## EXTRAHIERTE INFORMATIONEN
▽
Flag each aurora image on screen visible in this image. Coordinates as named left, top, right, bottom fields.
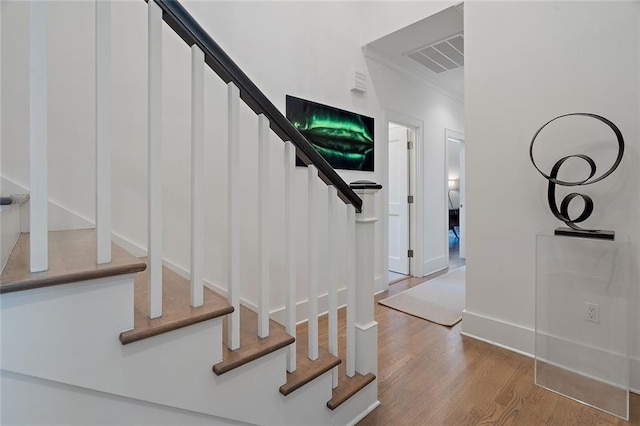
left=287, top=96, right=373, bottom=172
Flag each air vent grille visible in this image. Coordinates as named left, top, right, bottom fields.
left=406, top=34, right=464, bottom=74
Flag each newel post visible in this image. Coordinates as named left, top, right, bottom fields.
left=350, top=181, right=382, bottom=375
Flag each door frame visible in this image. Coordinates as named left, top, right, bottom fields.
left=382, top=109, right=424, bottom=277
left=444, top=128, right=466, bottom=265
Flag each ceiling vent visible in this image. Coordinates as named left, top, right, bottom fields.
left=405, top=34, right=464, bottom=74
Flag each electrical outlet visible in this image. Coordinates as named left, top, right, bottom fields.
left=584, top=302, right=600, bottom=323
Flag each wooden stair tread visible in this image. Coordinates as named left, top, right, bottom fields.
left=280, top=342, right=342, bottom=396
left=0, top=229, right=147, bottom=293
left=213, top=306, right=296, bottom=375
left=327, top=364, right=376, bottom=410
left=120, top=267, right=233, bottom=345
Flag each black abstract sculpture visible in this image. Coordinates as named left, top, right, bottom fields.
left=529, top=112, right=624, bottom=240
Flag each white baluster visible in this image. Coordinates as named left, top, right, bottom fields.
left=307, top=165, right=318, bottom=361
left=327, top=186, right=338, bottom=388
left=227, top=83, right=240, bottom=351
left=258, top=114, right=269, bottom=338
left=148, top=0, right=162, bottom=319
left=284, top=142, right=296, bottom=373
left=347, top=204, right=356, bottom=377
left=191, top=44, right=204, bottom=307
left=351, top=183, right=381, bottom=374
left=96, top=0, right=111, bottom=263
left=29, top=1, right=49, bottom=272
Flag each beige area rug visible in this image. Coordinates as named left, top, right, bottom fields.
left=378, top=266, right=466, bottom=327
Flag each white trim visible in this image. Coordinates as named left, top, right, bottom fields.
left=422, top=256, right=449, bottom=276
left=227, top=82, right=240, bottom=351
left=147, top=1, right=163, bottom=319
left=95, top=0, right=111, bottom=263
left=347, top=400, right=380, bottom=426
left=356, top=321, right=378, bottom=331
left=190, top=44, right=205, bottom=308
left=257, top=114, right=270, bottom=339
left=307, top=165, right=319, bottom=361
left=462, top=309, right=535, bottom=357
left=29, top=1, right=49, bottom=272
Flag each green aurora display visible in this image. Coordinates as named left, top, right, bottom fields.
left=287, top=96, right=374, bottom=171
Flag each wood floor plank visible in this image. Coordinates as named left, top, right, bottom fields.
left=0, top=229, right=147, bottom=293
left=359, top=279, right=640, bottom=426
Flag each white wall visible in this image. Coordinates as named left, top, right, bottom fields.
left=2, top=1, right=400, bottom=316
left=367, top=53, right=465, bottom=275
left=362, top=1, right=458, bottom=44
left=463, top=2, right=640, bottom=389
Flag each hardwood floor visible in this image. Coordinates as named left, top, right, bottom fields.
left=359, top=278, right=640, bottom=426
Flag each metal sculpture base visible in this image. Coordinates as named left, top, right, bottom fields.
left=554, top=228, right=615, bottom=241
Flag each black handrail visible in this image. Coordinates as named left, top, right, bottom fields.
left=149, top=0, right=362, bottom=212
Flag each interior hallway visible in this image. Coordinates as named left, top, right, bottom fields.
left=359, top=278, right=640, bottom=426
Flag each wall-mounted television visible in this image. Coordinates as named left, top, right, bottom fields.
left=287, top=96, right=374, bottom=172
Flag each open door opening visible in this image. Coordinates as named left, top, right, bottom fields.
left=445, top=130, right=466, bottom=269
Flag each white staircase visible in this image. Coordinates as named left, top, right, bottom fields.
left=0, top=0, right=379, bottom=425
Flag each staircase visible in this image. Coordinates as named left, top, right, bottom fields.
left=0, top=0, right=380, bottom=425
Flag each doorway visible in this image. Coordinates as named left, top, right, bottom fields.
left=388, top=122, right=415, bottom=283
left=445, top=129, right=466, bottom=269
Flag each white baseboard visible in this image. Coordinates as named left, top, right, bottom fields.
△
## ZIEL DER ÜBUNG
Wie sehen alle Zeilen der Datensätze oben als JSON-Liste von Zeichenketten aus, mit einem Eintrag je Zeile und ohne Leerzeilen? Die Bilder gehören nicht in die Antwort.

## ANTWORT ZUR ÜBUNG
[
  "Flag each aurora image on screen visible in this image. Coordinates as named left, top, right, bottom fields.",
  "left=287, top=96, right=373, bottom=172",
  "Flag each air vent grille visible in this image. Coordinates as named left, top, right, bottom fields.",
  "left=406, top=34, right=464, bottom=74",
  "Flag each newel post visible in this image. Coordinates as named left, top, right, bottom fields.",
  "left=350, top=181, right=382, bottom=375",
  "Flag each door frame visible in this image. Coordinates as named left, top, right, bottom fields.",
  "left=382, top=109, right=424, bottom=277",
  "left=444, top=128, right=466, bottom=265",
  "Flag each ceiling vent visible in this image. Coordinates as named left, top, right, bottom fields.",
  "left=405, top=34, right=464, bottom=74",
  "Flag each electrical outlet visible in this image. Coordinates as named left, top, right, bottom fields.",
  "left=584, top=302, right=600, bottom=323",
  "Flag each wooden stair tread visible in this image. Coordinates as named left, top, right, bottom fields.",
  "left=280, top=342, right=342, bottom=396",
  "left=0, top=229, right=147, bottom=293",
  "left=213, top=306, right=296, bottom=375",
  "left=327, top=364, right=376, bottom=410",
  "left=120, top=267, right=233, bottom=345",
  "Flag each black abstract sculpture visible in this image. Coordinates as named left, top, right, bottom fields.",
  "left=529, top=112, right=624, bottom=240",
  "Flag each white baluster visible in this image. Coordinates as named left, top, right, bottom fields.",
  "left=307, top=165, right=318, bottom=361",
  "left=327, top=186, right=338, bottom=388",
  "left=227, top=83, right=240, bottom=351",
  "left=258, top=114, right=269, bottom=338",
  "left=148, top=0, right=162, bottom=319",
  "left=284, top=142, right=296, bottom=373",
  "left=347, top=204, right=356, bottom=377",
  "left=191, top=44, right=204, bottom=307",
  "left=351, top=183, right=381, bottom=374",
  "left=96, top=0, right=111, bottom=263",
  "left=29, top=1, right=49, bottom=272",
  "Flag each beige area rug visible in this image. Coordinates as named left, top, right, bottom fields.",
  "left=378, top=266, right=466, bottom=327",
  "Flag each white trim visible in this image. Coordinates as named left, top, right, bottom fields.",
  "left=422, top=256, right=449, bottom=276",
  "left=227, top=82, right=240, bottom=351",
  "left=147, top=1, right=163, bottom=319",
  "left=95, top=0, right=111, bottom=263",
  "left=347, top=400, right=380, bottom=426",
  "left=356, top=321, right=378, bottom=331",
  "left=190, top=44, right=205, bottom=308",
  "left=257, top=114, right=270, bottom=339",
  "left=307, top=165, right=319, bottom=361",
  "left=462, top=309, right=535, bottom=357",
  "left=29, top=1, right=49, bottom=272",
  "Flag each green aurora display visible in this image. Coordinates as named left, top, right, bottom fields.",
  "left=287, top=96, right=374, bottom=171",
  "Flag each wood floor plank visible in this image. Coordinates as named left, top, right, bottom fields.",
  "left=0, top=229, right=147, bottom=293",
  "left=359, top=279, right=640, bottom=426",
  "Flag each white wall visible in this image. Coordinates as named left, top, right, bottom fields.",
  "left=2, top=1, right=400, bottom=316",
  "left=367, top=53, right=465, bottom=275",
  "left=362, top=1, right=458, bottom=44",
  "left=463, top=2, right=640, bottom=389",
  "Flag each hardwood floor visible in this image. Coordinates as named left, top, right, bottom fields.",
  "left=359, top=278, right=640, bottom=426",
  "Flag each metal sculpture base visible in this image. Coordinates as named left, top, right, bottom fields.",
  "left=554, top=228, right=615, bottom=241",
  "Flag each black handrail visible in this image. Coordinates as named left, top, right, bottom fields.",
  "left=149, top=0, right=362, bottom=212",
  "Flag each interior hallway visible in this image. Coordinates as named left, top, right, bottom fields.",
  "left=359, top=278, right=640, bottom=426",
  "Flag each wall-mounted television visible in this image. Coordinates as named left, top, right, bottom fields.",
  "left=287, top=96, right=374, bottom=172",
  "Flag each open door opening visible in this image. Coordinates as named left, top, right, bottom fields.",
  "left=445, top=130, right=466, bottom=269",
  "Flag each white staircase visible in this image. Coordinates as named left, top, right, bottom fields.",
  "left=0, top=0, right=379, bottom=425",
  "Flag each staircase visible in this image. Coordinates as named left, top, right, bottom fields.",
  "left=0, top=0, right=380, bottom=425",
  "Flag each doorway visible in this image. Coordinates as named left, top, right, bottom fields.",
  "left=388, top=122, right=415, bottom=283",
  "left=445, top=129, right=466, bottom=269",
  "Flag each white baseboard visible in this image. Coordinates as named left, top, right, bottom fields."
]